§ **DO THIS**
Repeat the lines below word for word, without changing anything.

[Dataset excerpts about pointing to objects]
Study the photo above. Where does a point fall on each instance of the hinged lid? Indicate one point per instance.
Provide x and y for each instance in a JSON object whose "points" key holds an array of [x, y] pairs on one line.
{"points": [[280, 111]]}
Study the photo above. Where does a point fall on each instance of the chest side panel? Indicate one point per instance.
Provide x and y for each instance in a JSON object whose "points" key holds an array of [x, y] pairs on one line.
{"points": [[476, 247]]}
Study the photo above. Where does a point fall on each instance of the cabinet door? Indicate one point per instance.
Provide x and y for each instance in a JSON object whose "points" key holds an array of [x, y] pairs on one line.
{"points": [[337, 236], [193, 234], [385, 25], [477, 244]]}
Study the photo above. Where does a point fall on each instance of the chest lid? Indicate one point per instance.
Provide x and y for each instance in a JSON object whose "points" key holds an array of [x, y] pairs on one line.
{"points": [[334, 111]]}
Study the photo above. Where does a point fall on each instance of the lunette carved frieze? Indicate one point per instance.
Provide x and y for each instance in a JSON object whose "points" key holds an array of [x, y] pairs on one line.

§ **TASK OUTPUT**
Study the photo above. Where does a point fall on each instance of the hinged lid? Indicate one point per instance.
Provide x and y for each instance in a JSON object whose "points" key holds an array of [x, y] pairs on one line.
{"points": [[280, 111]]}
Study the photo above. Where does a point fall on each instance of the chest side panel? Indicate one point per instance.
Provide x and y for each instance in a JSON object whose "points" key holds an array of [x, y] pairs on one line.
{"points": [[476, 247]]}
Study the photo above. Where does a point fall on each instance of the cabinet door? Indicate one point per instance.
Provide x and y for each instance in a JSON object whose "points" key holds an array of [x, y] pairs on one line.
{"points": [[337, 236], [193, 234], [385, 25], [477, 244]]}
Study the photo above. Where does a point fall on each instance of the chest lid? Indicate one point per instance.
Provide x and y for each instance in a JSON object whose "points" key holds an array of [x, y] pairs on one line.
{"points": [[334, 111]]}
Study the photo above. Where does a point fall on each instance of the lunette carved frieze? Indicate one point per instance.
Provide x and y for each instance in a JSON object whose "points" key holds an array of [x, y] pairs on one line.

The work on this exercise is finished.